(Beginning of Supplied records)

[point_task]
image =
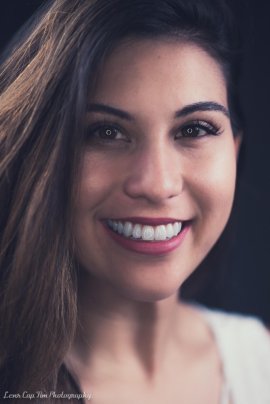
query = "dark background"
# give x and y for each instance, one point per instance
(247, 288)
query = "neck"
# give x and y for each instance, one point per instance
(114, 329)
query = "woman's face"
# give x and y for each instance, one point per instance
(158, 171)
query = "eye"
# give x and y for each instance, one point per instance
(196, 130)
(105, 133)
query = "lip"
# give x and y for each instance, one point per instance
(145, 247)
(152, 221)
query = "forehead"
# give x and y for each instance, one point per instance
(141, 73)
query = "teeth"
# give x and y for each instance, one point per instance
(137, 231)
(146, 232)
(160, 233)
(128, 229)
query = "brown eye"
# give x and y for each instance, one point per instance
(192, 131)
(196, 129)
(109, 133)
(105, 133)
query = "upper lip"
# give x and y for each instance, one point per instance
(148, 220)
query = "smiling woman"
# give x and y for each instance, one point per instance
(120, 134)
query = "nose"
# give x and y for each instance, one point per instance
(155, 174)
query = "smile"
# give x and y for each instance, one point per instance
(147, 235)
(145, 232)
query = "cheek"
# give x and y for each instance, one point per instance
(213, 192)
(96, 182)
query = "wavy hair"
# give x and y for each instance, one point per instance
(46, 75)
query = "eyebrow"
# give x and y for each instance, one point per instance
(187, 110)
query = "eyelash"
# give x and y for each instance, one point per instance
(197, 125)
(209, 128)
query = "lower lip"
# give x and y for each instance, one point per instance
(149, 247)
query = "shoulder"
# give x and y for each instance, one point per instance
(244, 346)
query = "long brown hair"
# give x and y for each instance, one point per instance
(45, 78)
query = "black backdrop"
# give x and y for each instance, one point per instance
(248, 288)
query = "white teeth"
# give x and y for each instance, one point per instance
(120, 228)
(148, 233)
(160, 233)
(137, 231)
(169, 230)
(176, 228)
(145, 232)
(128, 229)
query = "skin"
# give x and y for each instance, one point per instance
(136, 341)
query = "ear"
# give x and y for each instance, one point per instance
(237, 143)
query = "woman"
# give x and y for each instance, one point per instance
(120, 133)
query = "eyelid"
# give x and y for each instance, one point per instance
(201, 123)
(101, 124)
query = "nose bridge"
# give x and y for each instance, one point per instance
(155, 174)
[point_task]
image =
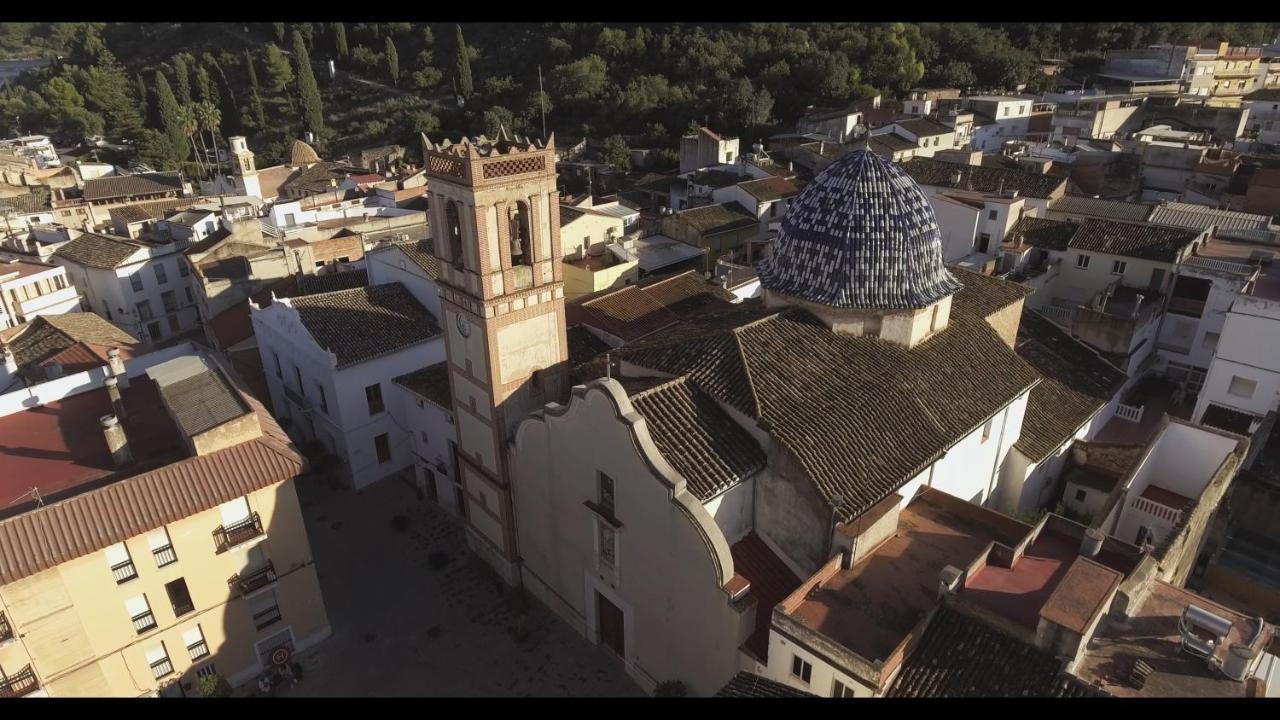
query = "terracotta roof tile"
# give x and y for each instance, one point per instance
(708, 449)
(926, 171)
(960, 656)
(1133, 240)
(1077, 383)
(432, 383)
(103, 251)
(368, 322)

(End of Supplied records)

◆ What you should do
Reproduce every line above word for word; no images.

◆ Response to this exercise
[point_task]
image =
query = "dark background"
# give x and y for each instance, one point per instance
(247, 288)
query = "neck"
# give x and y for each instance, one point per instance
(114, 329)
query = "woman's face"
# give x and y for each instance, one point per instance
(158, 171)
query = "eye"
# give x and y for each instance, one point per instance
(196, 130)
(105, 133)
query = "lip"
# give x and y for each instance, one point per instance
(145, 247)
(152, 221)
query = "forehead"
# give x and y for each instance, one point per instance
(141, 73)
query = "teeth"
# give x and y for each instance, one point per instance
(137, 231)
(146, 232)
(160, 233)
(128, 229)
query = "brown eye"
# give x and y for each instance, one point per instance
(192, 131)
(196, 129)
(109, 133)
(105, 133)
query = "upper lip"
# give x and y for each instance, one point per instance
(148, 220)
query = "smiling woman"
# give x and y for each instance, one point per instance
(120, 134)
query = "nose"
# give x and y for each instance, one point per instance
(155, 174)
query = "smile"
# give x and y for each instance, one point per instance
(147, 235)
(145, 232)
query = "cheek"
# give x and y for each instance, one point per instance
(213, 192)
(96, 182)
query = "wavy hair"
# give x and y for each instance, one point per instance
(46, 75)
query = "eyebrow"
# give x and y for each instance, one point per instance
(187, 110)
query = "eyelash"
# give x and y for each instance, one point per instance
(197, 125)
(209, 128)
query = "lower lip"
# give x and y for each instance, one point per instance
(149, 247)
query = "shoulder"
# give x and y for each instance, one point per instance
(244, 346)
query = "long brown hair"
# give x and y for each instance, one point per instance
(45, 78)
query = "black backdrop"
# give x and y for each instance, one point per instance
(248, 288)
query = "white teeth"
# give x and y for each instance, one point per instance
(120, 228)
(148, 233)
(160, 233)
(137, 231)
(169, 230)
(176, 228)
(145, 232)
(128, 229)
query = "skin"
# give x and y for each instance, one point per instance
(136, 341)
query = "ear"
# give x and y for each instance, one point per instance
(237, 143)
query = "woman"
# give x and y for each instance, one point per instance
(120, 133)
query = "eyelid"
# give x and y for each instance, one point per instance
(201, 123)
(101, 124)
query = "nose bridge"
# give x and y for each instance, one point per instance
(155, 174)
[point_task]
image =
query = "terracotta roof tile"
# give x and y for each instance, one point per instance
(708, 449)
(926, 171)
(960, 656)
(1133, 240)
(1077, 383)
(432, 383)
(103, 251)
(368, 322)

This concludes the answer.